+++ Quoted passage
A new study published in the Mayo Clinic Proceedings reports that between 1970 and 2009 melanoma increased in young women and men between the ages of 18 and 39. Although men generally have a higher lifetime risk of melanoma than women, the researchers found the opposite trend to be true among the young adults. “We knew we would see an increase in rates among young women, but we were surprised we saw such a dramatic increase. This seems to be higher than what has been reported previously,” said Mayo Clinic dermatologist Dr. Jerry Brewer in a teleconference.¹ The researchers believe this increase is due to tanning bed use and teenagers’ failure to heed warnings about the dangers of indoor tanning.
++++++
What this task involves:
Continue the passage about the melanoma study from where it stops. The data has nothing to do with this.
+++ Material supplied
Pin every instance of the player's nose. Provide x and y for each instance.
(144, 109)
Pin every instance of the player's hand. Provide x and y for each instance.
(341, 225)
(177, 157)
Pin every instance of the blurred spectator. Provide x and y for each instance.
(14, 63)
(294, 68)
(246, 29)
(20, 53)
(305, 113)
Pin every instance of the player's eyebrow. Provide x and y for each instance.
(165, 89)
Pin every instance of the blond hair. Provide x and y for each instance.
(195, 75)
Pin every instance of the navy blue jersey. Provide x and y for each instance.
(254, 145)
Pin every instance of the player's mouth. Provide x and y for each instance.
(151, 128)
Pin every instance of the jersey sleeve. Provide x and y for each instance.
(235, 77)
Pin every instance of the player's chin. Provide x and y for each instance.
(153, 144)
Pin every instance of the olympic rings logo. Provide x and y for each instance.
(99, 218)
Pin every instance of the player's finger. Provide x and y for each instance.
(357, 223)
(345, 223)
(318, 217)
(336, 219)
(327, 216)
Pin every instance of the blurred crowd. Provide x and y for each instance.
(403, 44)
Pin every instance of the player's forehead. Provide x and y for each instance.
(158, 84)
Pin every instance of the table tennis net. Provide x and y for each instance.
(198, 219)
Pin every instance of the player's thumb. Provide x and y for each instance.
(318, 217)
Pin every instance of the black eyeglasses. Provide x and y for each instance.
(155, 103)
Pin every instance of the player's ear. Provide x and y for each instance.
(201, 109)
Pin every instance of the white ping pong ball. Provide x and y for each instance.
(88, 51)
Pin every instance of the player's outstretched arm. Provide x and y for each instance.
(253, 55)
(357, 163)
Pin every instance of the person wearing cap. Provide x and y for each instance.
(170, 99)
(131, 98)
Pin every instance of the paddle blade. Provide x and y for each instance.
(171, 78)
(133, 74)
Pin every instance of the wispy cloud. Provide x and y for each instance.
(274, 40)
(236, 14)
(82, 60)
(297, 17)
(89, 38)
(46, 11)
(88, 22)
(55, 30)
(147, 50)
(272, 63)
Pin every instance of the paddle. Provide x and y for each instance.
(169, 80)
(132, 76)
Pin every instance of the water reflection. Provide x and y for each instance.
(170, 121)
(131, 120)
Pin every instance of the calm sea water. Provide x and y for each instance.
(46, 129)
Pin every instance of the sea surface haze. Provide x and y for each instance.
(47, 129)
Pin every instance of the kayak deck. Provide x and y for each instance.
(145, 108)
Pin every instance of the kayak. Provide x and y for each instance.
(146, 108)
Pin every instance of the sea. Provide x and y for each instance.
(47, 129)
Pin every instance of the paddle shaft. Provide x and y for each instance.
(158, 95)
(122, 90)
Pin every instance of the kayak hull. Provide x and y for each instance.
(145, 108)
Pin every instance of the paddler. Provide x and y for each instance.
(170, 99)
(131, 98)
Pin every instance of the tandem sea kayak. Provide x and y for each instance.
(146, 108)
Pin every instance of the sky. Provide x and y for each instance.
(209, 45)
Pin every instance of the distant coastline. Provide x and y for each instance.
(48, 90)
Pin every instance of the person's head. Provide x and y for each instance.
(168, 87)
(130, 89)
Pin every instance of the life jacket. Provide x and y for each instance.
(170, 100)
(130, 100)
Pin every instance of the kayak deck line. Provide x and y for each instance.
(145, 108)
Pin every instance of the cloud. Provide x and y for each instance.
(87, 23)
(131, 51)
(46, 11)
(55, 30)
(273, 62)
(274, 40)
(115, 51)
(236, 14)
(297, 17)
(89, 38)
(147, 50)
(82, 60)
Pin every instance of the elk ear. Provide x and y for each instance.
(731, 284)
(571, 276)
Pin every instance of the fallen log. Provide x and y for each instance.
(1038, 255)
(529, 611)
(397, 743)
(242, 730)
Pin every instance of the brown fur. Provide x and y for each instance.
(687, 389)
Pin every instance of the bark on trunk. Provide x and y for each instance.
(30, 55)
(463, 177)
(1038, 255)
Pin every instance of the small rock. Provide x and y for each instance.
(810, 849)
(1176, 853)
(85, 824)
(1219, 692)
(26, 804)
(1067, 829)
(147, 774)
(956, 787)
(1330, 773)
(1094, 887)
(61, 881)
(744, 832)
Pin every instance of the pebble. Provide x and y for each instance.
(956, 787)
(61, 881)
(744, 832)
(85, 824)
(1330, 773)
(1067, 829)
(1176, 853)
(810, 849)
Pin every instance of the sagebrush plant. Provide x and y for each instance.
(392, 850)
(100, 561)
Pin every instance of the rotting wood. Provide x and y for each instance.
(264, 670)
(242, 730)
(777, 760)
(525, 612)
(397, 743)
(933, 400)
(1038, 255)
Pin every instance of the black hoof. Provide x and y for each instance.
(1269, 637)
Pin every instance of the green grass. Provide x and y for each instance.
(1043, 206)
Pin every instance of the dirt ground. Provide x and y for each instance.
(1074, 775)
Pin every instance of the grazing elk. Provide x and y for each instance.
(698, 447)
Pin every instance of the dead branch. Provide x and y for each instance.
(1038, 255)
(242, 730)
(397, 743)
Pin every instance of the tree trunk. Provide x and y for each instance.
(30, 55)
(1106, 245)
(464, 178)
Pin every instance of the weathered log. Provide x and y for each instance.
++++++
Output:
One thing that does seem to get the attention of this demographic is the wrinkling skin damage that is caused by tanning, and tanning beds in particular. Another study published in the May 2010 Archives of Dermatology focused on this aspect of indoor tanning, rather than the health risks. At the end of the study the half of the participants who were given materials to read that gave them alternative ways to improve their appearance had reduced their tanning habits.²
All this seems to indicate that even though young adults have sought to improve their self perceived appearance by tanning, they are even more concerned about looking wrinkled. There have been other reports that show that when a dermatologist talks to young patients about sunscreen use, they have better luck getting them to use it if they address skin aging, rather than skin cancer. So if the young tanners in your life haven’t responded to pleas to their mortality, try appealing to their vanity by recommending a lightweight daily sunscreen with an SPF of 30 or higher that provides broad spectrum UVA/UVB protection.